■ **Text section**
━━━

Bell Atlantic had been formed in 1983. It was one of seven Baby Bells that had been formed in the aftermath of an antitrust suit filed against AT&T by the Department of Justice. Seventeen years later, with the Bell Atlantic-GTE merger set to make the new entity the largest local telephone carrier in the nation, Bell brass believed that the Bell brand was too old school, too dowdy, to fit in with the then contemporary emphasis on cutting-edge technology.
“‘We believe that we need to separate ourselves on a going-forward basis from the tradition and the limited perspective that a Bell name assigns to us,” said Bell Atlantic executive Bruce S. Gordon at the time.
The new name was Verizon, a clever case of lexical blending between “veritas” and “horizon” that was to find its way in only a few short years onto millions of cell phones, the logo attached to the apices of many skyscrapers.
Bell Atlantic had been perfecting an ambitious advertising campaign over several months that hoped to convert both Bell Atlantic wireless customers and Vodafone customers over to the new Verizon brand. Bell had employed the services of the Bozell Group, part of True North Communications. Bozell was best known at the time for its milk moustache campaign, which had featured pop culture figures such as Austin Powers and Lisa Simpson smiling with a thin strip of milk just above their upper lip. (When True North purchased Bozell in 1997, the deal made True North the sixth largest advertising company in the world. Bozell had rejected an offer from Omnicom, but True North had pledged to respect Bozell’s autonomy. This purported autonomy, however, proved incompatible with economic realities. In 2001, Bozell laid off 6% of its staff and “restructured” the creative department.)
The early Verizon logo featured the “V” sign in red, an attempt to mimic the Nike swoosh symbol. Was it an accident that both Vodafone and Verizon began with a V? According to New York Times reporters Stuart Elliott and Seth Schiesel, one person close to the campaign revealed that it was not.

━━━

■ **Written task 1**
Translate this sentence from the passage on Verizon's rebranding into Spanish: "The early Verizon logo featured the “V” sign in red, an attempt to mimic the Nike swoosh symbol."
■ **Written task 2**
According to the passage on Verizon's rebranding, which two words were blended to form the name Verizon?

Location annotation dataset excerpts
━━━

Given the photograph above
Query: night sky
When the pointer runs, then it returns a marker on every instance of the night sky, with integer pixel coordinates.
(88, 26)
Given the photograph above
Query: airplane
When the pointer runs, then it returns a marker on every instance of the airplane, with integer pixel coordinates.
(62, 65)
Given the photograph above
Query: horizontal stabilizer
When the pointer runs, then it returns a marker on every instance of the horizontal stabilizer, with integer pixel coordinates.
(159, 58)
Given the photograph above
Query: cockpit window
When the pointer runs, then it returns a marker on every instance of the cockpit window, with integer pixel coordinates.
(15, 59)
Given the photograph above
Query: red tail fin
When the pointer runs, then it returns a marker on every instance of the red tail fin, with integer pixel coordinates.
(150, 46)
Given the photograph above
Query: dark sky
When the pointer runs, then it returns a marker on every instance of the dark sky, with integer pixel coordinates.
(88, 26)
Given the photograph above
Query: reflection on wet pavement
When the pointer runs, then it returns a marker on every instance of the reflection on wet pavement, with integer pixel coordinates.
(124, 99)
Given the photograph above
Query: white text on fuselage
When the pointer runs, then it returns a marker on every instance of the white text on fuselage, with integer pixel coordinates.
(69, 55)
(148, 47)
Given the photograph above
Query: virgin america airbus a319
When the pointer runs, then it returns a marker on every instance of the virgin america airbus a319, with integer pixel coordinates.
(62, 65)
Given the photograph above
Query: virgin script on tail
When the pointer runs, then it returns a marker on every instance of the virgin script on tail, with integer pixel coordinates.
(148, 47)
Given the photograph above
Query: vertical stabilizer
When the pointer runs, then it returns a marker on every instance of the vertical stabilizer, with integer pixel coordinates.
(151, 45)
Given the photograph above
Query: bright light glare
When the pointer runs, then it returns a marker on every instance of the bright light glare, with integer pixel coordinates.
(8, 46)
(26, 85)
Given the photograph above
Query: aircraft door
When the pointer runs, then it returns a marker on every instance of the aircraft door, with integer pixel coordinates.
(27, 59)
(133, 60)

━━━

■ **Answer 1**
El primer logotipo de Verizon presentaba el signo de la «V» en rojo, un intento de imitar el símbolo del swoosh de Nike.

■ **Answer 2**
"Veritas" and "horizon."